■ **GIVEN REQUEST**:
Locate each line in the listing that contains the word "item", treating uppercase and lowercase as different, and copy those lines.

—————

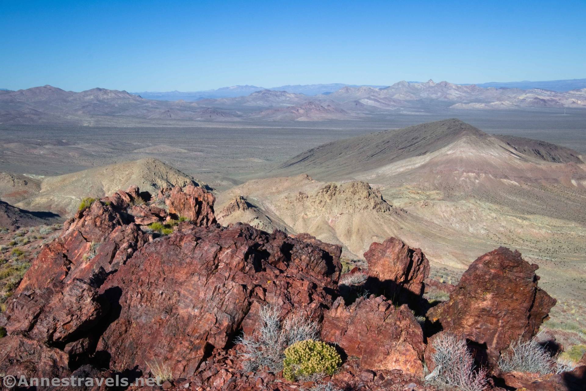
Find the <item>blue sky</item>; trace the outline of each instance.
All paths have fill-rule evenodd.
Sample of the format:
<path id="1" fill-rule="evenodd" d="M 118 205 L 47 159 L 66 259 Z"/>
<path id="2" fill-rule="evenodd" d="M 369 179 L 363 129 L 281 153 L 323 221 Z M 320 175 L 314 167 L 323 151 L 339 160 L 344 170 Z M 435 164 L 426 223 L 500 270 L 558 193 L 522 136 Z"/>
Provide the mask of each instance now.
<path id="1" fill-rule="evenodd" d="M 586 77 L 586 1 L 0 0 L 0 88 Z"/>

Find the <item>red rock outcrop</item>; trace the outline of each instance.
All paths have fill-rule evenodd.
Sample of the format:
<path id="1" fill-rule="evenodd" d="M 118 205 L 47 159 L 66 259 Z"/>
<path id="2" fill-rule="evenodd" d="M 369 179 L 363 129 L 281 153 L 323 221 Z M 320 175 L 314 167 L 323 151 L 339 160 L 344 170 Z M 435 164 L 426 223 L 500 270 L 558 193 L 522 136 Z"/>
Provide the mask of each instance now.
<path id="1" fill-rule="evenodd" d="M 586 365 L 561 373 L 510 372 L 505 373 L 505 384 L 512 389 L 527 391 L 584 391 L 586 390 Z"/>
<path id="2" fill-rule="evenodd" d="M 339 244 L 331 244 L 322 242 L 319 239 L 316 239 L 315 236 L 310 235 L 308 233 L 298 233 L 297 235 L 292 235 L 292 237 L 298 239 L 304 242 L 311 243 L 314 246 L 317 246 L 325 251 L 332 256 L 333 259 L 339 260 L 342 256 L 342 246 Z"/>
<path id="3" fill-rule="evenodd" d="M 413 249 L 396 237 L 374 242 L 364 254 L 368 262 L 370 291 L 396 302 L 417 306 L 430 273 L 430 262 L 421 249 Z"/>
<path id="4" fill-rule="evenodd" d="M 214 216 L 214 202 L 216 198 L 205 189 L 193 185 L 183 189 L 173 188 L 168 194 L 165 193 L 165 203 L 169 212 L 189 219 L 197 226 L 209 226 L 216 223 Z"/>
<path id="5" fill-rule="evenodd" d="M 133 192 L 138 196 L 138 188 Z M 66 223 L 61 236 L 43 247 L 16 294 L 43 288 L 56 281 L 87 281 L 100 267 L 106 273 L 117 270 L 152 239 L 126 213 L 134 200 L 132 193 L 119 192 L 79 211 Z"/>
<path id="6" fill-rule="evenodd" d="M 322 338 L 338 344 L 369 369 L 423 373 L 423 332 L 405 304 L 396 308 L 381 296 L 346 306 L 338 298 L 323 315 Z"/>
<path id="7" fill-rule="evenodd" d="M 8 335 L 0 339 L 0 373 L 17 379 L 63 378 L 70 373 L 69 355 L 23 335 Z"/>
<path id="8" fill-rule="evenodd" d="M 242 196 L 238 196 L 224 206 L 218 215 L 220 218 L 226 217 L 237 210 L 244 212 L 250 209 L 250 206 L 246 201 L 246 199 Z"/>
<path id="9" fill-rule="evenodd" d="M 464 272 L 449 300 L 430 310 L 428 317 L 486 350 L 487 363 L 493 366 L 512 342 L 533 336 L 556 304 L 537 287 L 537 268 L 517 251 L 499 247 L 487 253 Z"/>
<path id="10" fill-rule="evenodd" d="M 340 270 L 319 247 L 282 232 L 192 226 L 144 246 L 102 285 L 121 291 L 121 309 L 97 350 L 114 370 L 156 361 L 186 378 L 241 326 L 253 332 L 265 303 L 319 317 Z"/>
<path id="11" fill-rule="evenodd" d="M 79 279 L 68 284 L 56 281 L 9 301 L 0 314 L 0 326 L 9 334 L 26 333 L 49 344 L 66 342 L 90 329 L 106 309 L 90 284 Z"/>

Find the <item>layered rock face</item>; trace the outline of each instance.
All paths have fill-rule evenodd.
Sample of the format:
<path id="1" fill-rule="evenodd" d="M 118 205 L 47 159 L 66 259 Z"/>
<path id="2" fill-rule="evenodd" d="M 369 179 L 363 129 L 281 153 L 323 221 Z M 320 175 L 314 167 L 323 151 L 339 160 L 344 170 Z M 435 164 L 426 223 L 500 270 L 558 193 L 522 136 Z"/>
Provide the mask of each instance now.
<path id="1" fill-rule="evenodd" d="M 390 237 L 381 243 L 373 243 L 364 255 L 368 262 L 370 291 L 412 307 L 420 304 L 425 290 L 424 280 L 430 273 L 430 262 L 421 249 Z"/>
<path id="2" fill-rule="evenodd" d="M 396 308 L 381 296 L 349 306 L 339 298 L 323 315 L 322 338 L 357 357 L 368 369 L 423 373 L 423 332 L 407 305 Z"/>
<path id="3" fill-rule="evenodd" d="M 340 270 L 337 258 L 282 232 L 186 227 L 144 246 L 103 285 L 123 290 L 120 315 L 97 350 L 110 353 L 115 370 L 164 362 L 187 378 L 239 327 L 254 332 L 265 304 L 320 317 Z"/>
<path id="4" fill-rule="evenodd" d="M 426 348 L 413 313 L 429 273 L 420 250 L 396 238 L 373 243 L 366 284 L 383 295 L 346 305 L 338 288 L 340 246 L 307 234 L 222 227 L 213 202 L 199 188 L 165 189 L 155 199 L 132 187 L 78 212 L 0 314 L 8 334 L 0 339 L 0 373 L 144 377 L 162 366 L 173 379 L 165 390 L 311 388 L 262 369 L 243 370 L 234 338 L 257 335 L 260 310 L 270 304 L 283 316 L 305 312 L 324 341 L 343 351 L 346 361 L 326 379 L 336 387 L 434 389 L 421 376 L 424 356 L 432 369 L 436 336 Z M 171 233 L 147 226 L 155 222 Z M 537 287 L 536 268 L 506 249 L 486 254 L 449 301 L 430 311 L 432 320 L 485 346 L 492 364 L 512 341 L 532 336 L 555 303 Z M 581 381 L 583 368 L 543 379 L 545 388 L 523 384 L 567 391 L 559 385 Z"/>
<path id="5" fill-rule="evenodd" d="M 517 251 L 499 247 L 487 253 L 464 272 L 449 300 L 430 310 L 428 317 L 473 341 L 494 366 L 512 342 L 535 335 L 556 304 L 537 287 L 537 268 Z"/>

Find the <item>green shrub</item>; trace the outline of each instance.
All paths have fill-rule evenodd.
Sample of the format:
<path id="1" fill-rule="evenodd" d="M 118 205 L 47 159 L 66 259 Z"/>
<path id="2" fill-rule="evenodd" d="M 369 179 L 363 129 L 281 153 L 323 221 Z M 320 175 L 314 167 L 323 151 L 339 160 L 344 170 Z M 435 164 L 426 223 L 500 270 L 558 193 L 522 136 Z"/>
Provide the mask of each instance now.
<path id="1" fill-rule="evenodd" d="M 333 375 L 341 364 L 335 348 L 321 341 L 306 339 L 285 349 L 283 377 L 293 382 L 312 375 Z"/>
<path id="2" fill-rule="evenodd" d="M 92 198 L 91 197 L 86 197 L 81 200 L 81 203 L 79 204 L 79 208 L 77 208 L 77 210 L 85 210 L 89 207 L 91 206 L 91 204 L 93 204 L 95 200 L 95 198 Z"/>
<path id="3" fill-rule="evenodd" d="M 584 353 L 586 353 L 586 345 L 574 345 L 560 355 L 560 357 L 577 363 L 580 361 Z"/>
<path id="4" fill-rule="evenodd" d="M 161 230 L 161 234 L 163 234 L 163 235 L 170 235 L 172 233 L 173 233 L 173 229 L 172 228 L 163 228 L 163 229 Z"/>
<path id="5" fill-rule="evenodd" d="M 158 222 L 151 223 L 147 226 L 149 227 L 149 229 L 155 231 L 155 232 L 161 232 L 161 230 L 165 228 L 165 226 Z"/>

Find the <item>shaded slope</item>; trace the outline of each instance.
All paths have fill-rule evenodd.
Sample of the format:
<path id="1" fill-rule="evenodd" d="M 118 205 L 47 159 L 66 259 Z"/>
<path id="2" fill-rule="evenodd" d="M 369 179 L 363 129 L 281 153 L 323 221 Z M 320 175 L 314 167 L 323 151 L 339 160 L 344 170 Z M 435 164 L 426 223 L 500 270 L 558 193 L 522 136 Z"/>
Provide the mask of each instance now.
<path id="1" fill-rule="evenodd" d="M 23 227 L 50 225 L 61 221 L 59 216 L 50 212 L 23 210 L 0 201 L 0 227 L 13 230 Z"/>

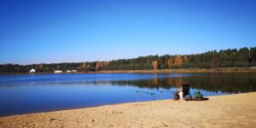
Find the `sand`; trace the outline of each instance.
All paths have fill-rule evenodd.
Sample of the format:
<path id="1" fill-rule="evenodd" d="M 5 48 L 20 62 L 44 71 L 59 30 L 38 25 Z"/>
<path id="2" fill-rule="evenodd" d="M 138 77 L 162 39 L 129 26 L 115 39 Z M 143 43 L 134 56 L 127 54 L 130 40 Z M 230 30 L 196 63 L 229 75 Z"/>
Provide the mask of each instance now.
<path id="1" fill-rule="evenodd" d="M 163 100 L 0 118 L 0 127 L 256 127 L 256 92 L 209 101 Z"/>

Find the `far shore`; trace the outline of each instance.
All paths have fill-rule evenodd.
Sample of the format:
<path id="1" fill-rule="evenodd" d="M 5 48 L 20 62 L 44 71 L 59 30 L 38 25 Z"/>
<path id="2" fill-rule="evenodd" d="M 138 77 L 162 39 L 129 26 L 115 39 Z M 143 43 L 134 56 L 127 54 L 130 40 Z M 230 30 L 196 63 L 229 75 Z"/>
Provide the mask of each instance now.
<path id="1" fill-rule="evenodd" d="M 144 70 L 99 70 L 90 72 L 74 72 L 61 73 L 256 73 L 256 67 L 224 67 L 224 68 L 179 68 L 179 69 L 144 69 Z M 35 74 L 53 73 L 49 72 L 36 73 Z M 0 73 L 0 75 L 30 74 Z"/>
<path id="2" fill-rule="evenodd" d="M 255 127 L 255 99 L 251 92 L 12 115 L 0 117 L 0 127 Z"/>

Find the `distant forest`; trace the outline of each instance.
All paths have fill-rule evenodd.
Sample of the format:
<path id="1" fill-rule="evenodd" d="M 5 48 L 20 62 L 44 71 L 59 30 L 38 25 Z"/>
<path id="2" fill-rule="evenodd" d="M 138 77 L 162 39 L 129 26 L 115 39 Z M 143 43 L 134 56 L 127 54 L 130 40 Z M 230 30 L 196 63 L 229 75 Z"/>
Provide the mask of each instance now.
<path id="1" fill-rule="evenodd" d="M 37 73 L 52 73 L 54 70 L 77 70 L 93 72 L 99 70 L 143 70 L 177 68 L 218 68 L 256 67 L 256 47 L 211 50 L 201 54 L 148 55 L 133 59 L 110 61 L 70 62 L 51 64 L 3 64 L 1 73 L 23 73 L 34 68 Z"/>

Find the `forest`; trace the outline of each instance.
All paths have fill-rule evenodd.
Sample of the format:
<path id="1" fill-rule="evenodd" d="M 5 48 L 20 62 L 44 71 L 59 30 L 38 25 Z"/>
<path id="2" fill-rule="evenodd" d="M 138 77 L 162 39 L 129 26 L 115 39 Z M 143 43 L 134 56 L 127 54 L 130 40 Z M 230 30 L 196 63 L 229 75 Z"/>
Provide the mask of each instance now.
<path id="1" fill-rule="evenodd" d="M 177 68 L 219 68 L 256 67 L 256 47 L 210 50 L 201 54 L 148 55 L 110 61 L 40 63 L 31 65 L 3 64 L 1 73 L 25 73 L 34 68 L 37 73 L 54 70 L 95 72 L 100 70 L 145 70 Z"/>

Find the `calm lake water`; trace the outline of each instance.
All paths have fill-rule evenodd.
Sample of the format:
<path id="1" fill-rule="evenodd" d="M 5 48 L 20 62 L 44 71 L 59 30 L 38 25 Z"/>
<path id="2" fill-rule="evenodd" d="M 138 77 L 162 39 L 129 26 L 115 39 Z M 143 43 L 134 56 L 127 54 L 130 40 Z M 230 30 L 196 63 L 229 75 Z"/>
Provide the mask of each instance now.
<path id="1" fill-rule="evenodd" d="M 256 90 L 256 73 L 0 75 L 0 116 L 170 99 L 169 91 L 183 83 L 191 84 L 192 95 L 251 92 Z"/>

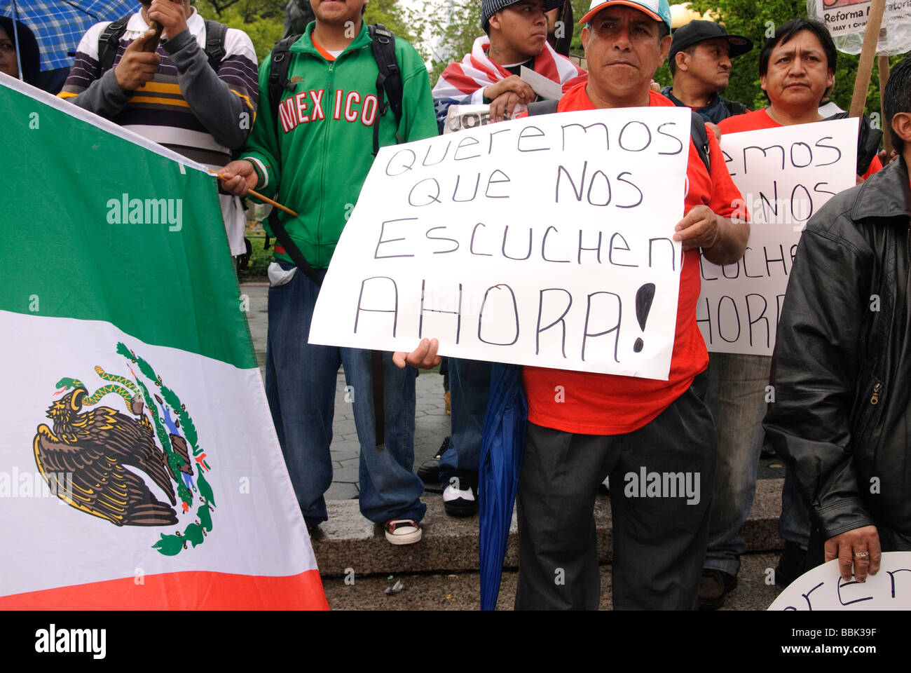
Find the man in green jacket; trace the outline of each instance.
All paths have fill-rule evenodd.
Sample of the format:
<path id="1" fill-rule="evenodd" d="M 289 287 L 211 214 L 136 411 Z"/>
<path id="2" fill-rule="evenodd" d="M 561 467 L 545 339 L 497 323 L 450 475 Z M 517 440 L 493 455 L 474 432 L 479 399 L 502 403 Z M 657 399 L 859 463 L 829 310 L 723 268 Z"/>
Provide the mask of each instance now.
<path id="1" fill-rule="evenodd" d="M 260 67 L 261 104 L 239 160 L 222 169 L 222 185 L 244 196 L 254 189 L 299 214 L 280 218 L 318 276 L 325 274 L 374 157 L 374 125 L 379 144 L 393 145 L 436 135 L 426 67 L 415 48 L 396 38 L 395 56 L 404 88 L 402 119 L 381 116 L 378 68 L 367 26 L 364 0 L 312 0 L 316 21 L 290 50 L 288 79 L 278 110 L 268 96 L 271 57 Z M 384 448 L 374 437 L 370 351 L 307 343 L 319 285 L 299 273 L 275 246 L 270 265 L 266 394 L 285 462 L 309 529 L 326 520 L 323 493 L 333 479 L 333 435 L 339 364 L 352 387 L 361 444 L 360 506 L 385 527 L 394 544 L 421 539 L 418 522 L 425 505 L 414 461 L 414 368 L 399 369 L 384 354 Z"/>

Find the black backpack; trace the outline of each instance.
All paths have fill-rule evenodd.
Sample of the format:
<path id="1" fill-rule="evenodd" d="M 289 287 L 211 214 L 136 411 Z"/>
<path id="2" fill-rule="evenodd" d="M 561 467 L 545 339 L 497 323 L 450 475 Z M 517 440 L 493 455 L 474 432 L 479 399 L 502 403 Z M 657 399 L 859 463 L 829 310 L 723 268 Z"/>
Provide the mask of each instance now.
<path id="1" fill-rule="evenodd" d="M 225 33 L 228 26 L 220 24 L 218 21 L 206 19 L 206 57 L 209 58 L 209 65 L 215 72 L 219 71 L 221 59 L 225 57 Z M 120 43 L 120 37 L 127 32 L 127 24 L 129 16 L 118 18 L 111 21 L 107 27 L 101 31 L 98 36 L 98 67 L 99 72 L 106 72 L 114 66 L 114 58 L 117 57 L 117 49 Z"/>
<path id="2" fill-rule="evenodd" d="M 557 111 L 556 100 L 539 100 L 528 104 L 528 116 L 549 115 Z M 699 158 L 705 164 L 705 170 L 711 173 L 711 160 L 709 158 L 709 132 L 705 129 L 705 119 L 698 112 L 692 113 L 690 119 L 690 137 L 696 146 Z"/>
<path id="3" fill-rule="evenodd" d="M 380 150 L 380 118 L 392 108 L 395 121 L 402 120 L 402 71 L 395 59 L 395 35 L 383 24 L 367 26 L 370 33 L 370 47 L 374 60 L 379 68 L 376 76 L 376 100 L 378 109 L 374 123 L 374 156 Z M 291 69 L 291 46 L 300 39 L 300 35 L 292 35 L 279 40 L 272 49 L 271 64 L 269 70 L 269 107 L 272 110 L 275 126 L 278 128 L 279 102 L 285 90 L 293 93 L 296 82 L 288 81 Z M 385 97 L 384 97 L 385 92 Z M 401 138 L 399 139 L 402 140 Z"/>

—————

■ **OUTPUT FOR THIS EXERCISE**:
Find the <item>blue sky</item>; trace the outline of each instance.
Find the <item>red rock outcrop</item>; trace the outline of each instance.
Find the <item>layered rock face</item>; trace the outline of each instance.
Find the <item>green shrub</item>; trace the outline of each instance.
Find the <item>shaded slope</item>; trace the outline of each instance.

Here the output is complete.